■ **RECORDS FOR THIS TASK**:
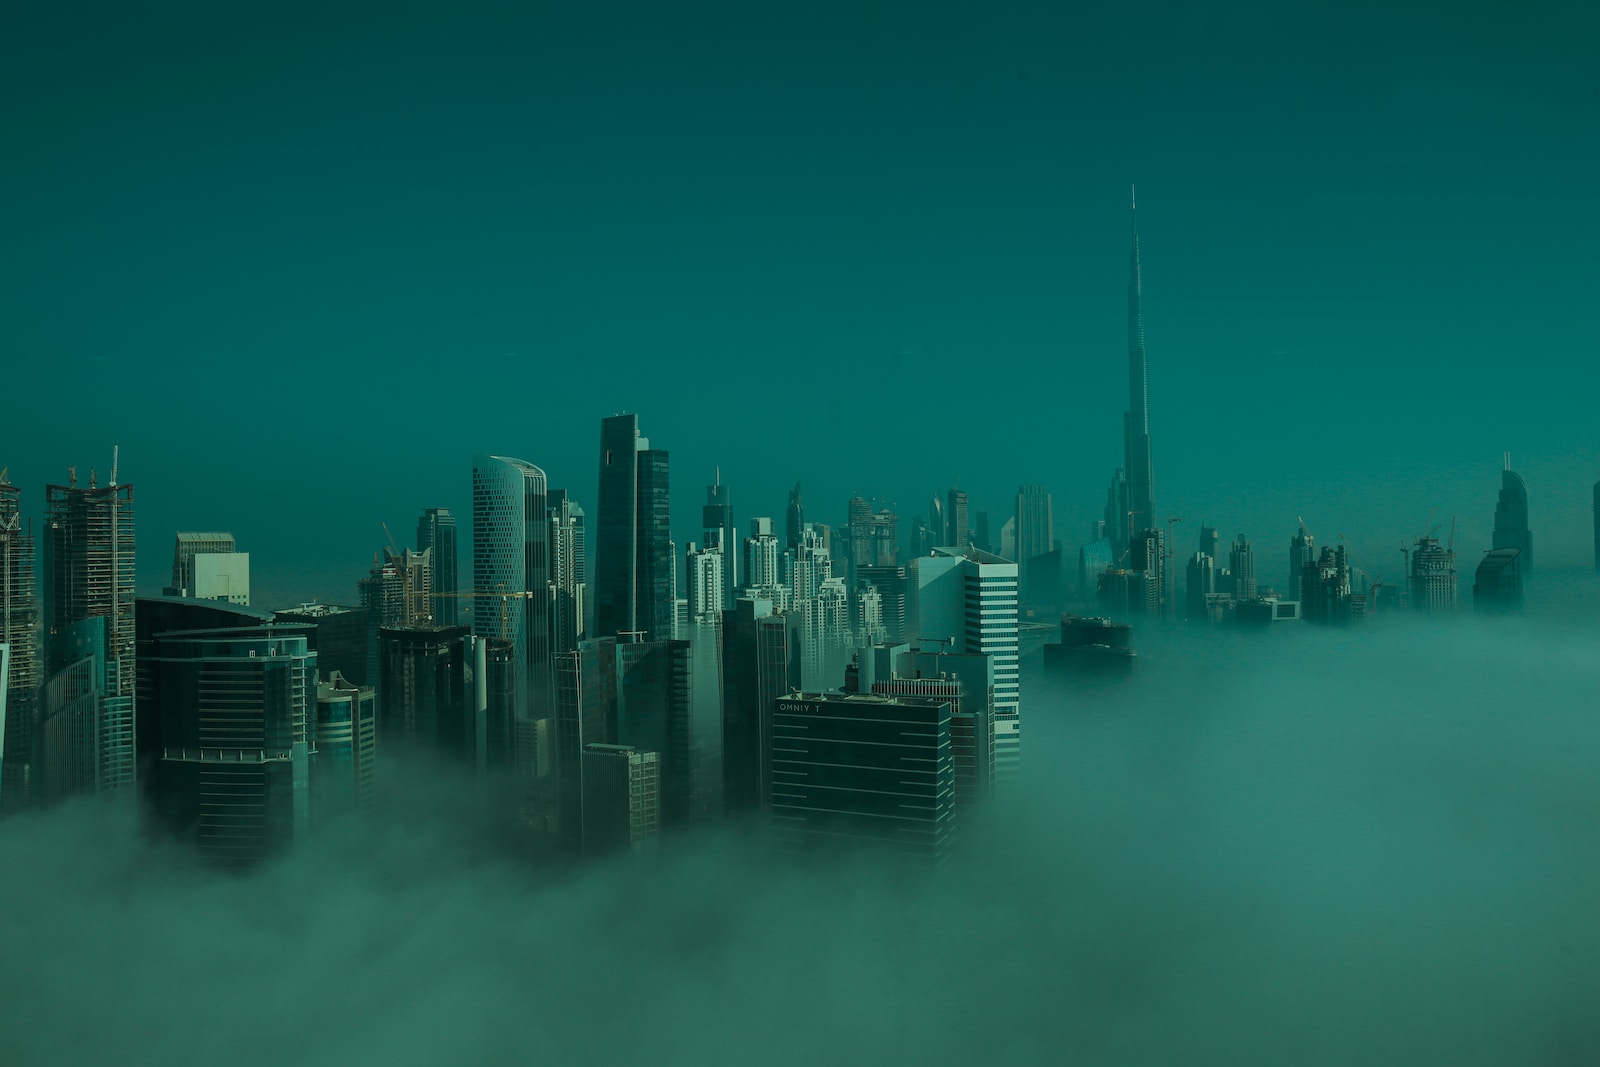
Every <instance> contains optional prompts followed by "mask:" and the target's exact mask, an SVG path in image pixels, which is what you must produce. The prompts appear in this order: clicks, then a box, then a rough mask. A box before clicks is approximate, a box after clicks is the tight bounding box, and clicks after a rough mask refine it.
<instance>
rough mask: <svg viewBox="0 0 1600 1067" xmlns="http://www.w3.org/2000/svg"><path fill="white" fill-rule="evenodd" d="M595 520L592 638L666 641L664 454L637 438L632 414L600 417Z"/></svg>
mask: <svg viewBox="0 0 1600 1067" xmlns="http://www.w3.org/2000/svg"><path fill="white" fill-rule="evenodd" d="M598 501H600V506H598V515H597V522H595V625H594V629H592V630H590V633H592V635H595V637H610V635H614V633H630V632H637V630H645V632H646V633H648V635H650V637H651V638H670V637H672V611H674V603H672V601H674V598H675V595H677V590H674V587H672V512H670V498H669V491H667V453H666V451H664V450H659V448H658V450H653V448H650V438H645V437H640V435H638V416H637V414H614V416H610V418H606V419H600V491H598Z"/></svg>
--
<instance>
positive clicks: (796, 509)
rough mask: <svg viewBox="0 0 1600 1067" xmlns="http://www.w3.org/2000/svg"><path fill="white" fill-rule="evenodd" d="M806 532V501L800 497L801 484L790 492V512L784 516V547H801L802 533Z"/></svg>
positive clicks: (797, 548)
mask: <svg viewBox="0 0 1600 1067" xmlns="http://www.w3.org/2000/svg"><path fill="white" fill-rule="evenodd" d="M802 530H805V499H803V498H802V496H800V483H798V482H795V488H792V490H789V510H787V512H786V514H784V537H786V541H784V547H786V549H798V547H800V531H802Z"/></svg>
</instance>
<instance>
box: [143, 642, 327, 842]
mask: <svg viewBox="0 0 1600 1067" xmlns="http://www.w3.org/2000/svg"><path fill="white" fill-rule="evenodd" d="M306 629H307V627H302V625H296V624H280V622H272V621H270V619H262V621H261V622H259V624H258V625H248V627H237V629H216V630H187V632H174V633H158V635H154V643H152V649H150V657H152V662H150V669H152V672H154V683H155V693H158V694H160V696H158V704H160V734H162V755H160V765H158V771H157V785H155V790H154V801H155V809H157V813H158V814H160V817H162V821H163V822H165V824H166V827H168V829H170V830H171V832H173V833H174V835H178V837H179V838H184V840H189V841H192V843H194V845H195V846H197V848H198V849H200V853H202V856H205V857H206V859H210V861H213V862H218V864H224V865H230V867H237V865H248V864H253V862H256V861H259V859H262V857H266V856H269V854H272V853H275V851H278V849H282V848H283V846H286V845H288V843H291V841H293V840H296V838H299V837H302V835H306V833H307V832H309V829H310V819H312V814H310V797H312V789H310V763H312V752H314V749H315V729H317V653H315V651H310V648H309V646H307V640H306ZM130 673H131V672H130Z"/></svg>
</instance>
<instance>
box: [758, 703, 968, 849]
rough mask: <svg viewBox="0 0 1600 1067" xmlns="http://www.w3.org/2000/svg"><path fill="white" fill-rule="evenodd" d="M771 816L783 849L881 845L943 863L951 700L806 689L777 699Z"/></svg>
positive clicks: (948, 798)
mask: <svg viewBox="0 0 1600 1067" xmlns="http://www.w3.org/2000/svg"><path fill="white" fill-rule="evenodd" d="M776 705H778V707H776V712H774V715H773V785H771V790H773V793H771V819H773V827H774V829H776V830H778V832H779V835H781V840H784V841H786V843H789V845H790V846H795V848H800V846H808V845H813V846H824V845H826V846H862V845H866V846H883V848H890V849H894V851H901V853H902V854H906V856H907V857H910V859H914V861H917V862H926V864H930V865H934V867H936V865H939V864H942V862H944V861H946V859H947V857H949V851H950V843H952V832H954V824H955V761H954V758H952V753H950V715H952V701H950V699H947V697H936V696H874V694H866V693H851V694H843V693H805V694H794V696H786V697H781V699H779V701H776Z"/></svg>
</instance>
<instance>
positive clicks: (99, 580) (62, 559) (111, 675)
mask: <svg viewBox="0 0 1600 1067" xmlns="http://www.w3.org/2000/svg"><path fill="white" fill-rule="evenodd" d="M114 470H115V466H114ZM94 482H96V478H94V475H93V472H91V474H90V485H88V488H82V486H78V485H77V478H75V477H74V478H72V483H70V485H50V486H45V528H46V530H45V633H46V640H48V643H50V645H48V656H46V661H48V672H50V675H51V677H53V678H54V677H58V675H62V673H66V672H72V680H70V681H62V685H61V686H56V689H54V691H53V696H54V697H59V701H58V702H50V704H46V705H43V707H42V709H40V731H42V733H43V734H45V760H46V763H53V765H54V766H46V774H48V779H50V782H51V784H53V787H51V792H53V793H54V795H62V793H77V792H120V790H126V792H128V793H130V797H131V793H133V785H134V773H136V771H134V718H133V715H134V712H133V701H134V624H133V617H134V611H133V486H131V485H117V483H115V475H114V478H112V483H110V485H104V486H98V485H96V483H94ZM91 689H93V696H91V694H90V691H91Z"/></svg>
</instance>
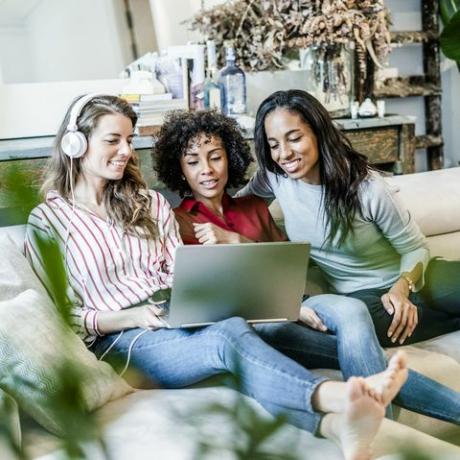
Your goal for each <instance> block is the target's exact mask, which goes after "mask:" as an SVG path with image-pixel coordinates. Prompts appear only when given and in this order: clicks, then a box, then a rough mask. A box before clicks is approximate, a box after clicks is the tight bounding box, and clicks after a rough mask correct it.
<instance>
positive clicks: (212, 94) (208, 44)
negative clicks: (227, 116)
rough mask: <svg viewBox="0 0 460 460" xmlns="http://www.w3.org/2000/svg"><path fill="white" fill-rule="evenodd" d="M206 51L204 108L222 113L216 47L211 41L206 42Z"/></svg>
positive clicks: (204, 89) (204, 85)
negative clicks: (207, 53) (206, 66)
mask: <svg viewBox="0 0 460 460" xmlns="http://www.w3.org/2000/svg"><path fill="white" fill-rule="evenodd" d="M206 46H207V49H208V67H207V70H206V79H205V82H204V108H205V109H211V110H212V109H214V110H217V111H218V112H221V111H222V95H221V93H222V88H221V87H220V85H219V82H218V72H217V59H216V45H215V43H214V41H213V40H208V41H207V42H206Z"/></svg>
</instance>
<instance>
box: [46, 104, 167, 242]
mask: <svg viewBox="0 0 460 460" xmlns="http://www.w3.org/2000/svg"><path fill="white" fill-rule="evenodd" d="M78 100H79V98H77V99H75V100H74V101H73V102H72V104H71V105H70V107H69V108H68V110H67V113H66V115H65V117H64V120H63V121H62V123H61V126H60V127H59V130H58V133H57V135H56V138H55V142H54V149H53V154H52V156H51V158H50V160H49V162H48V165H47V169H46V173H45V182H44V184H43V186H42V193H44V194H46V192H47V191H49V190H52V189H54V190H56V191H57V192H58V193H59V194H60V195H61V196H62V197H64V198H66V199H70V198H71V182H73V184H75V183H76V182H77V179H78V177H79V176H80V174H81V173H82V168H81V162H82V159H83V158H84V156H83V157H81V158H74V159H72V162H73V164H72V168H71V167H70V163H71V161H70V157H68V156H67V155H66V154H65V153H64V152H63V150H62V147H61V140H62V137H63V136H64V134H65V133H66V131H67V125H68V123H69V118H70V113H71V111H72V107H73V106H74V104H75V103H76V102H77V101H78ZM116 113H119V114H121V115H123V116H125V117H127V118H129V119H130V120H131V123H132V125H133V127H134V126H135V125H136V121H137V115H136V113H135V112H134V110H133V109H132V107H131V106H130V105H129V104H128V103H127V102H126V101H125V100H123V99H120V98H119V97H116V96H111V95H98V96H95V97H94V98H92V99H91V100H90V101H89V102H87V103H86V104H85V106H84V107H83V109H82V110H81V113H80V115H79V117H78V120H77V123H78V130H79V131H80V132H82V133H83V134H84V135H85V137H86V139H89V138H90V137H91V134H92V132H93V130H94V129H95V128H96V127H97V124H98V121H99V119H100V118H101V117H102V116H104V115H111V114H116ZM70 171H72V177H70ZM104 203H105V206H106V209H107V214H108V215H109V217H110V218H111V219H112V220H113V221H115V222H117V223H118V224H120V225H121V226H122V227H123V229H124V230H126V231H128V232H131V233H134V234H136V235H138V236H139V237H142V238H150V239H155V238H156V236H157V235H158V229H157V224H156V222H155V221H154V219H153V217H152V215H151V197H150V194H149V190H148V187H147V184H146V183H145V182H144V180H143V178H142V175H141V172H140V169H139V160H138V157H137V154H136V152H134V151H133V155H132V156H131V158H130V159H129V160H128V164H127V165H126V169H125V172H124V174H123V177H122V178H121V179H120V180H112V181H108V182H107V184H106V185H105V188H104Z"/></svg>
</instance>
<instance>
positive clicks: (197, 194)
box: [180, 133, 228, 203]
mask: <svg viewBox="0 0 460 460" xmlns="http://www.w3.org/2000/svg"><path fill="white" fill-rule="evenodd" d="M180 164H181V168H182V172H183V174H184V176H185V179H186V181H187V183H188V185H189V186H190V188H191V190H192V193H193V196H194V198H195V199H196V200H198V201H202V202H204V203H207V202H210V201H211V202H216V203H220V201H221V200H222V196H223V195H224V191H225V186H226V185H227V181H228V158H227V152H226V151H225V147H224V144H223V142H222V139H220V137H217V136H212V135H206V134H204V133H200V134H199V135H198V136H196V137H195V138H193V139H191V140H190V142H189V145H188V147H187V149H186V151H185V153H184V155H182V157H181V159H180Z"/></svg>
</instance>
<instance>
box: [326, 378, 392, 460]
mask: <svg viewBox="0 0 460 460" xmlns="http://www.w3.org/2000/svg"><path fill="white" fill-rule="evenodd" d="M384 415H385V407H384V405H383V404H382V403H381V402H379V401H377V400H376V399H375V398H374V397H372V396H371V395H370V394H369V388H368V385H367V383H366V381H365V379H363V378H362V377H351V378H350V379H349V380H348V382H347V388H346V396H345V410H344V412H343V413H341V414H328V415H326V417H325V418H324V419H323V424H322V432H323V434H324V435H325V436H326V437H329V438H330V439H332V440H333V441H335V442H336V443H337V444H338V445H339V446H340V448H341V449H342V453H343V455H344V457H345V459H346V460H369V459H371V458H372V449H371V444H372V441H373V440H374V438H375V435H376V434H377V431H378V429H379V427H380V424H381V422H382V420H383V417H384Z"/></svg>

■ **TASK INSTRUCTIONS**: Pick out every line in the material above that contains the word "positive", and copy each of those lines in full.

■ **ANSWER TO THIS PROBLEM**:
positive clicks: (796, 509)
positive clicks: (797, 548)
positive clicks: (948, 798)
positive clicks: (99, 580) (62, 559) (111, 675)
positive clicks: (212, 94) (208, 44)
positive clicks: (204, 89) (204, 85)
positive clicks: (197, 194)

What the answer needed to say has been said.